Task to complete » Search the material below for the word "notation". Copy every line where it is found.

Exercise data »
┄┄┄┄┄┄

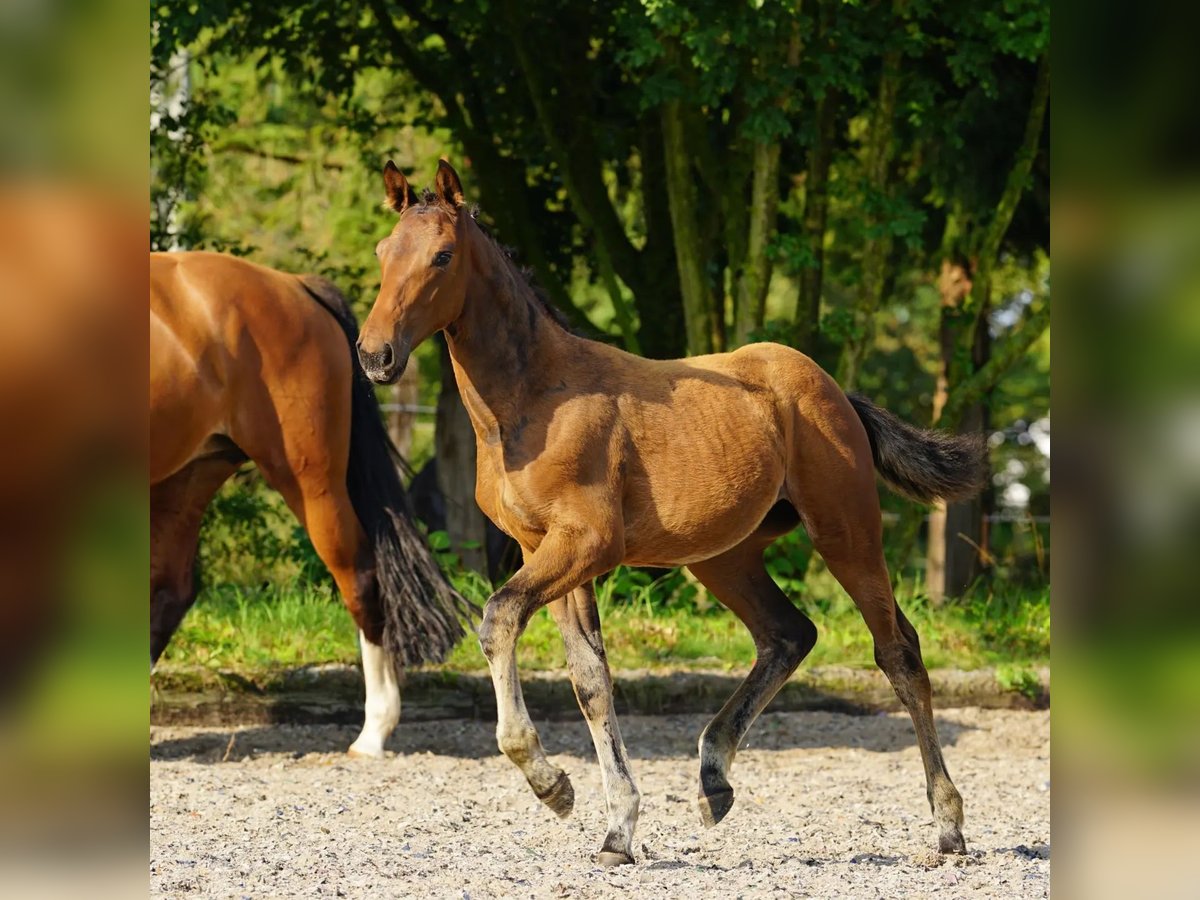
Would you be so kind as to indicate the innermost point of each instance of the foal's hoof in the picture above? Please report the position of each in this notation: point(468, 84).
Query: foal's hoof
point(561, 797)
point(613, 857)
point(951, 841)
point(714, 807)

┄┄┄┄┄┄

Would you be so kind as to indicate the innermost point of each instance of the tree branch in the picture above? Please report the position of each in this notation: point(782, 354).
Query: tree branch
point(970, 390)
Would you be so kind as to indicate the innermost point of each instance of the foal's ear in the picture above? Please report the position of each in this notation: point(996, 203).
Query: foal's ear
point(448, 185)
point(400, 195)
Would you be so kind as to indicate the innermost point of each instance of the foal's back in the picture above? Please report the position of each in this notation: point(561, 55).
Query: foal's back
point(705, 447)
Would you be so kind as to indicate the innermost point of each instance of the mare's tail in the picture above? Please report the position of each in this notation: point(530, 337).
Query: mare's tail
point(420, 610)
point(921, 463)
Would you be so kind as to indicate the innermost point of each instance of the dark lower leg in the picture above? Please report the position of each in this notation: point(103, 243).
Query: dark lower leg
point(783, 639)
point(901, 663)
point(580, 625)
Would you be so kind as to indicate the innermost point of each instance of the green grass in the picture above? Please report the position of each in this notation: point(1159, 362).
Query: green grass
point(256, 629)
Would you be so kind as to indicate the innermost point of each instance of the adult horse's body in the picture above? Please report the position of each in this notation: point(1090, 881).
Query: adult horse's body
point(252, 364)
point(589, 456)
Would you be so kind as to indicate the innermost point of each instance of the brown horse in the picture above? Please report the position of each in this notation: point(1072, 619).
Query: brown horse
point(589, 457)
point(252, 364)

┄┄┄┄┄┄

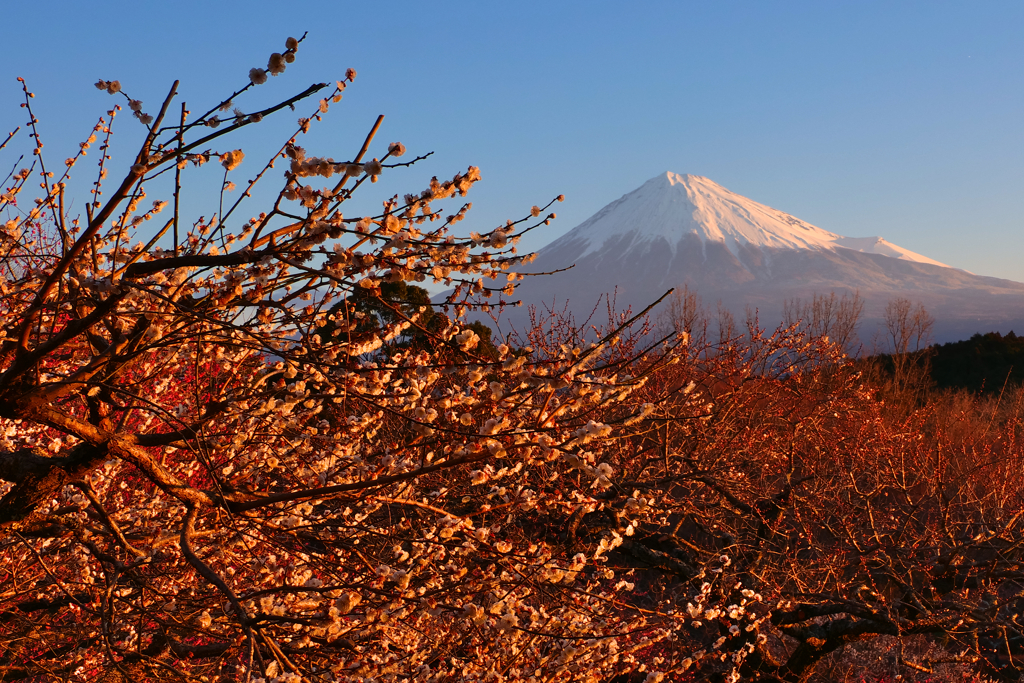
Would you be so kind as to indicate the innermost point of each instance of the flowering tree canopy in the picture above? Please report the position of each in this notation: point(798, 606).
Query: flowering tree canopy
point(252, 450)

┄┄┄┄┄┄

Response to this task »
Would you be so kind as to indicate the innermost point of each instance of the foal's hoof in the picture above? Please report the position of each in this notation: point(468, 84).
Would you be so kind as to indicate the innermost point of each instance of the tree branch in the picture above? Please report the position of each in this notation: point(782, 354).
Would you be so kind as to indicate the innermost point of each instance of the foal's ear in the picture above? Please report the position of each in this notation: point(996, 203).
Would you be so kind as to indicate the innermost point of each instance of the foal's back in the picture above? Please report the position of each in this notation: point(561, 55).
Would you be so kind as to indicate the innermost point of each instance of the mare's tail in the picture above? Please report the position of each in this notation: point(530, 337).
Would you be so kind as to indicate the innermost point of each instance of the dark lower leg in the picture above? Please report the position of each in this notation: point(103, 243).
Would you be so kind as to indicate the innermost point of each instance of the green grass in the picture above? Please report the position of each in this notation: point(1159, 362).
Would you be so kind as to indicate the innermost point of each instance of the adult horse's body in the picture above? Please report the position of each in this notation: point(1090, 881).
Would you be so kind as to indicate the innermost point of each instance of the brown horse in the picture above? Please report the position of each in this notation: point(1072, 619).
Would you be so kind as to indicate the innermost point of each instance of the flowering tree canopy in the picture above? Please report the position of each in this notation: point(798, 606).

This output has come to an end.